▶ _WRITTEN TASK 1_:
In the earnings call excerpt, what was the adjusted EBITDAX for the first quarter of 2011?

▶ _SOURCE_:
Our hedges added $0.72 per Mcf to the realized gas price for an adjusted realized gas price of $4.95 per Mcf. This compares to a realized gas price, including our hedges, of $6.64 an Mcf in the first quarter of 2010. Realized crude oil price for the quarter was $87.17 after hedges.
As Baird mentioned earlier, direct operating expenses were higher in the first quarter at $30.9 million, mainly due to higher production levels. On a per Mcf basis, however, we saw an improvement, our direct operating expenses were $2.54 per Mcfe versus $2.73 per Mcfe in the prior-year quarter, or a 7% improvement in our per unit cost.
Other operating expenses, which are mostly noncash and discretionary in nature were up primarily due to increased exploration expense, as Baird mentioned. We recorded 3 dry holes in the first quarter for a charge of $16.4 million, and also our unproved property amortization expense, another sub-category of exploration expense, was higher due to the higher amortization rates for the lease hold acquisitions we made early in 2010 in the Eagle Ford and Marcellus shales. This rate will continue to be relatively high compared to what we've seen in the past until we prove up these leases through drilling and move those costs over to proved reserves.
ED&A expense was higher than the prior-year quarter, due to higher production volumes, but was in line with prior period on an Mcfe basis. We are reporting an operating loss for the quarter from continuing operations of $26.3 million, as Baird earlier mentioned, or $0.58 per share versus operating income in the first quarter of 2010 of $10.8 million. The decrease was primarily due to the lower gas price environment, higher exploration expense, higher DD&A rate, and higher direct operating expenses. It was offset by higher oil and NGL revenues.
Our adjusted net loss attributable to PVA, a non-GAAP number that is reconciled on page 8 of the release, was $23 million for the quarter. We adjust the GAAP determined net loss for noncash impacts from hedging, restructuring costs we incurred primarily in 2010, as well as gains or losses on asset sales.
While we're on reconciliation, you can see we are now reporting adjusted EBITDAX, as Baird mentioned. This is showing you the definition in our credit facility for calculating our leverage covenant with the exception that we show you in past periods, net of PVG and PVR distributions; that's really only an issue for first-quarter 2010, as we showed you in the release. For the first quarter of 2011, our adjusted EBITDAX was $44 million compared with $49 million in the first quarter of 2010. We think this is going to be a useful metric for you to gauge our core cash flow and our current liquidity.
Moving on to our capital resources and liquidity shown on page 4 of the release, cash and cash equivalents at the end of the quarter were $48 million, pro forma for the $300 million bond deal and subsequent tender offer for our existing convertible notes, all of which we completed in April. We had approximately $100 million in cash on the balance sheet pro forma. Our current cash balance is approximately $112 million, so we continue to maintain healthy liquidity levels.

Pointing and labeling entries
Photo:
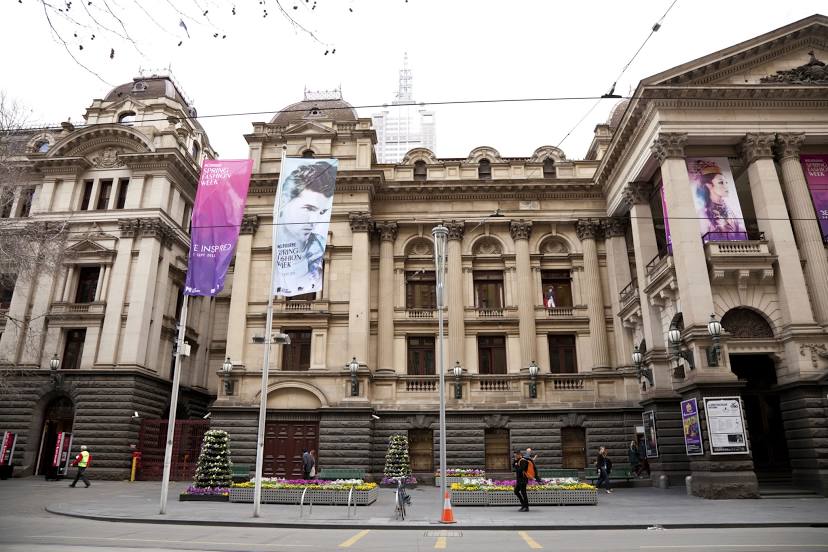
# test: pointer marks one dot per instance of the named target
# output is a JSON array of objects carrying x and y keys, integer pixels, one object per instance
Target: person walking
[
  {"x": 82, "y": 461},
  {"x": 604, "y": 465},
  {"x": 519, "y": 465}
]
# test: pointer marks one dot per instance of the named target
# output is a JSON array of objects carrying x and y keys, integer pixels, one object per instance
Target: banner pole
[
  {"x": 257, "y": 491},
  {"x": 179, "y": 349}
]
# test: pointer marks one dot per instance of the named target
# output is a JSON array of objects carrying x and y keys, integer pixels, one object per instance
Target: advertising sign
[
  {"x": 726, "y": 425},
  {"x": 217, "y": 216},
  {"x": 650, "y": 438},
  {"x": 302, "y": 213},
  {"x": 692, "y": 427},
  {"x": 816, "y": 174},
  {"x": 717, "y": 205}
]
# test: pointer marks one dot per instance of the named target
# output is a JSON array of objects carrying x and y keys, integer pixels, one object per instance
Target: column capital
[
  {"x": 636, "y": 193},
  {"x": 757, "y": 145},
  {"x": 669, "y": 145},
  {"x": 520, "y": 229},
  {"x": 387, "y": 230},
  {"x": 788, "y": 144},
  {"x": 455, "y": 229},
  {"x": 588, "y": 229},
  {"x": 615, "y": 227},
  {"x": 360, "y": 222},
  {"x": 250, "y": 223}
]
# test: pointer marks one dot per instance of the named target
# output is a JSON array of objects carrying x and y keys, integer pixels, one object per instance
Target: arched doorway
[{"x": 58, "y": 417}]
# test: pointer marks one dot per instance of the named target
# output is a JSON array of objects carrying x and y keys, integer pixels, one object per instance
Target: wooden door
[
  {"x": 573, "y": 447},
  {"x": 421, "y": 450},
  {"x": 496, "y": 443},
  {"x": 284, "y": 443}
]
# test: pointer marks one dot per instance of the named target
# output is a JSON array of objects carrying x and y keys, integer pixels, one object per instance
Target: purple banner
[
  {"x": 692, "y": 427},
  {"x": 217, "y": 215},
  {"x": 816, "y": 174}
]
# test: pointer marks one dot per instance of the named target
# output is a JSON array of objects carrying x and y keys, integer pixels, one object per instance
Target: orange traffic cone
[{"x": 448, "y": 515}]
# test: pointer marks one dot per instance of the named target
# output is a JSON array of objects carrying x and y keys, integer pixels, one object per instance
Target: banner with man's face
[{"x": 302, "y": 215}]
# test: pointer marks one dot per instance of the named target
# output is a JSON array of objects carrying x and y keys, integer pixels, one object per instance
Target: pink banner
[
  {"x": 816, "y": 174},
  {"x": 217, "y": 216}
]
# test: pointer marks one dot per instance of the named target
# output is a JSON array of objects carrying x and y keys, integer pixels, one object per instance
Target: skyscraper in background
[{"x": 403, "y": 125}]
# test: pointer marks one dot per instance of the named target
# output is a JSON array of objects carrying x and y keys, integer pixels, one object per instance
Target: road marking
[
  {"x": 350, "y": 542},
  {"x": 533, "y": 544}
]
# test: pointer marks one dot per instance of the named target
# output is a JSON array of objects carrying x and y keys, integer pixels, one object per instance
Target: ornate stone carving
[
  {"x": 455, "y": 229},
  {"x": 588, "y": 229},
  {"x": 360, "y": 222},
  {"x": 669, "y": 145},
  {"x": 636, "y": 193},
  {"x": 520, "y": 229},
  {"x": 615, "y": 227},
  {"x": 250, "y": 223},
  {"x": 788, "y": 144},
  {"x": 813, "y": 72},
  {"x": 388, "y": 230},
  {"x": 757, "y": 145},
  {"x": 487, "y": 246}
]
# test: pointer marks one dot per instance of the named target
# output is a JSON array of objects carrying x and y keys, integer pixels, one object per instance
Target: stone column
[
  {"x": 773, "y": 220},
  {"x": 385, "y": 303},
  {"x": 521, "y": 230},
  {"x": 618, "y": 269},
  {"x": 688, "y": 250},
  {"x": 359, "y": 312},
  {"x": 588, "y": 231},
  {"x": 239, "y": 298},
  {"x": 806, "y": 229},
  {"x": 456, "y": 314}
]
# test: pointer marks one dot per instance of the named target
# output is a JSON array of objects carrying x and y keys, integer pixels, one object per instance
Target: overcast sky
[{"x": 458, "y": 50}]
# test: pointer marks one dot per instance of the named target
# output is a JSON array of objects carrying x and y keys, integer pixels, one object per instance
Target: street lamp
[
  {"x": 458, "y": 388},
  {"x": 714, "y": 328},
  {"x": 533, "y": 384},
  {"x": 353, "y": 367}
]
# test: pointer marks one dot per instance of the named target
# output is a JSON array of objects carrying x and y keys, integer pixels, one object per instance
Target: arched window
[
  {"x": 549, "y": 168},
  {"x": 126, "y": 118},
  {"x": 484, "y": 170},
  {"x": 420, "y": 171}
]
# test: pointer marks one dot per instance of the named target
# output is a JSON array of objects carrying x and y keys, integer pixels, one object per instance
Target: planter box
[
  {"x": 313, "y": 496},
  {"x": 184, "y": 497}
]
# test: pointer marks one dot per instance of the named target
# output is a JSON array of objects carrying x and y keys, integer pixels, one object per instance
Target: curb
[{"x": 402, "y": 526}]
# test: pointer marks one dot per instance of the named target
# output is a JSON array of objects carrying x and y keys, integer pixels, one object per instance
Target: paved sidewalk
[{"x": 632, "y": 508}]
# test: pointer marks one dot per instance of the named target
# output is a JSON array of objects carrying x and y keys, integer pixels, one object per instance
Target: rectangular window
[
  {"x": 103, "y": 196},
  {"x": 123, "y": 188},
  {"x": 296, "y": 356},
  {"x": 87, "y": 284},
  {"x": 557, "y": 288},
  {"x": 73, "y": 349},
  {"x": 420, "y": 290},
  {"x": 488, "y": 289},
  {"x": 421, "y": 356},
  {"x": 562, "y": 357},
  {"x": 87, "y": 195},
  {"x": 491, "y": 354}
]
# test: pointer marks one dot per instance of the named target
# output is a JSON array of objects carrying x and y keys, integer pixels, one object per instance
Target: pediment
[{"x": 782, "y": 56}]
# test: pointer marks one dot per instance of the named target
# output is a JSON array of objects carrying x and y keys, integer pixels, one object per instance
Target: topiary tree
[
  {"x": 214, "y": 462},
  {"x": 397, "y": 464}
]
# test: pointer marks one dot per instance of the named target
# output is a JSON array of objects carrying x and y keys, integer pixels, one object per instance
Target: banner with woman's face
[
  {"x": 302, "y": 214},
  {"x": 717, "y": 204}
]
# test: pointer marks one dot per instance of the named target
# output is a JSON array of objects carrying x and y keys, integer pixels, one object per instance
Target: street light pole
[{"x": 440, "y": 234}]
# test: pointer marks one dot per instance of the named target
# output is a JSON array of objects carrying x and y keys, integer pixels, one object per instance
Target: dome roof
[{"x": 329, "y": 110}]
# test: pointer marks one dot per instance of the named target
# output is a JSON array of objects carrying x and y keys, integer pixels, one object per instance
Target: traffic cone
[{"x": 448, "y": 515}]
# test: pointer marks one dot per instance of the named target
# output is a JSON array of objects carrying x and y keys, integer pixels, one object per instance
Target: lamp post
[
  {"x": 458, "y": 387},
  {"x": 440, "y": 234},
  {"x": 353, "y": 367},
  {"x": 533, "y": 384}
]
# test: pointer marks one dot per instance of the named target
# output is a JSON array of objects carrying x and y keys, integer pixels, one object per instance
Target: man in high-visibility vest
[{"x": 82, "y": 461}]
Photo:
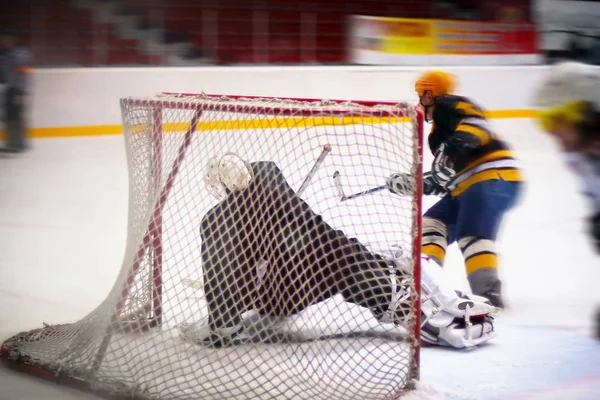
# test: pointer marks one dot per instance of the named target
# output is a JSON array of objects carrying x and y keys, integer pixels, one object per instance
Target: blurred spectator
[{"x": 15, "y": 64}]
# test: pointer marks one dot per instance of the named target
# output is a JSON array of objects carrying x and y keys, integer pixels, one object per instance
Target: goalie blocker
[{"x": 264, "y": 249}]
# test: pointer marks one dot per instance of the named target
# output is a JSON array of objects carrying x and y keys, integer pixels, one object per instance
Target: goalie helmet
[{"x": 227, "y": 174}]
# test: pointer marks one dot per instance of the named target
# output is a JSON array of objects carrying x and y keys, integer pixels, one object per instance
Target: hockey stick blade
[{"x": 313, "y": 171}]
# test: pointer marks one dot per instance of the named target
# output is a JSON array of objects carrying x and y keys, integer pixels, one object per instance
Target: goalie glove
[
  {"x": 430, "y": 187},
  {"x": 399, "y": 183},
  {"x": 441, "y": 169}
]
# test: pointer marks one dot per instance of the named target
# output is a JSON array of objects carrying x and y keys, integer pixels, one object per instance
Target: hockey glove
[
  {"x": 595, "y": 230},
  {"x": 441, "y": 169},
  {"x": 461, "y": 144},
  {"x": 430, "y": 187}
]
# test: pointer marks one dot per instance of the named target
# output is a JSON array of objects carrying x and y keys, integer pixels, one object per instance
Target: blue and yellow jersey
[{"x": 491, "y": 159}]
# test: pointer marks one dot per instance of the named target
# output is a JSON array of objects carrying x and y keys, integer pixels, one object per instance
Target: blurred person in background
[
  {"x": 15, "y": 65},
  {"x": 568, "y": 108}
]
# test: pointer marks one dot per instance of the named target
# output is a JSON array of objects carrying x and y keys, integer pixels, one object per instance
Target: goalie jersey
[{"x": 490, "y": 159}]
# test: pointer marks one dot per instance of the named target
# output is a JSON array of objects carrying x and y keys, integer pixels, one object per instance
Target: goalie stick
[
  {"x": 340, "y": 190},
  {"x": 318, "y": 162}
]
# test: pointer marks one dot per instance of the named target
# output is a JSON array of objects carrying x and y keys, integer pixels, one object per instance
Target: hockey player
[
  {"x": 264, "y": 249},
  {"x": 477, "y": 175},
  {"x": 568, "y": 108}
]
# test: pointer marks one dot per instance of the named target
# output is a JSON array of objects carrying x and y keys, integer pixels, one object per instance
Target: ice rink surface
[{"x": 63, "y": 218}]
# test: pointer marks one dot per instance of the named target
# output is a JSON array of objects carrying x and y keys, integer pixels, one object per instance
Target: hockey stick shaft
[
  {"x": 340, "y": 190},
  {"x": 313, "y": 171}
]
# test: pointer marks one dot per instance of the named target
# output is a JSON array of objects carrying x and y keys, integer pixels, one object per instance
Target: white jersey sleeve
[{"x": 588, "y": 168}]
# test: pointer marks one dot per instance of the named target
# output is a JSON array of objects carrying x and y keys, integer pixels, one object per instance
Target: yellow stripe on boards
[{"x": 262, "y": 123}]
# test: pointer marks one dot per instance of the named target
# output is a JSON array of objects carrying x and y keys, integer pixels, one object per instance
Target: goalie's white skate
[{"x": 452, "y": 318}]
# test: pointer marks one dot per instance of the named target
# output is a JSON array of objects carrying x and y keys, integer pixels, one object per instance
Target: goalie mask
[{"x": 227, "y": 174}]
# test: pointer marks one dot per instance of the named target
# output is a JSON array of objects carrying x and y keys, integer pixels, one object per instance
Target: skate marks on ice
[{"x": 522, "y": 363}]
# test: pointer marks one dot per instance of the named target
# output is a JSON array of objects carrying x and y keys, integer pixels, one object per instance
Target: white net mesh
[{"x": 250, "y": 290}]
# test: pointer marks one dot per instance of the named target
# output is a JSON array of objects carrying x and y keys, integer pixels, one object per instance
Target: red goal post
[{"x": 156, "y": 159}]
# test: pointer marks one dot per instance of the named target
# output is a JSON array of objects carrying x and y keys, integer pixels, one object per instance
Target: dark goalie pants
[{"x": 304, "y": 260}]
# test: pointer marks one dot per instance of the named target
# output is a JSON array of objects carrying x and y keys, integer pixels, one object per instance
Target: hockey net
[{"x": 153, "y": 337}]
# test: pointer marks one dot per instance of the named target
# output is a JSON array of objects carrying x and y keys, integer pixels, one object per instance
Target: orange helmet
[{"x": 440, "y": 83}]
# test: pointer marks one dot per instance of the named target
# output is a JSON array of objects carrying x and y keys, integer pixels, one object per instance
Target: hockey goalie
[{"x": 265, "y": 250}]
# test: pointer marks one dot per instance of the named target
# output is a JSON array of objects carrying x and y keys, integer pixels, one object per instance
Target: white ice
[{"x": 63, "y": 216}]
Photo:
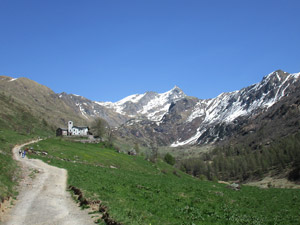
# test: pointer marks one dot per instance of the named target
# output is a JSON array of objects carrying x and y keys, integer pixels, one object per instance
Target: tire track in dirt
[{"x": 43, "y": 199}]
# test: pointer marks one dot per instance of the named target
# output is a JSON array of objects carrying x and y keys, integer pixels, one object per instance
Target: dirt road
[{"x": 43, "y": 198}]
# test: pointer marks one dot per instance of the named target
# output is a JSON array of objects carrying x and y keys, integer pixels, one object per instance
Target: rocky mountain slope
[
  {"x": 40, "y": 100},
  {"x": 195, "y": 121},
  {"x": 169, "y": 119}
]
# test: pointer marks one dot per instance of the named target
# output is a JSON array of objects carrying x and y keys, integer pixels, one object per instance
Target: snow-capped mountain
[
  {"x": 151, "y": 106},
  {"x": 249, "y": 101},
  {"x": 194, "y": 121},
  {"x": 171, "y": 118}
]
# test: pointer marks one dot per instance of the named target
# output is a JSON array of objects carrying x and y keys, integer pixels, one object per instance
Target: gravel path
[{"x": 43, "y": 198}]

▶ _WRITTEN TASK 2_:
Please count the lines in the rows above that contain the word "traffic", treating case as significant, and give only that number.

▶ _FULL OUTPUT 1_:
$44 million.

▶ _FULL OUTPUT 2_:
2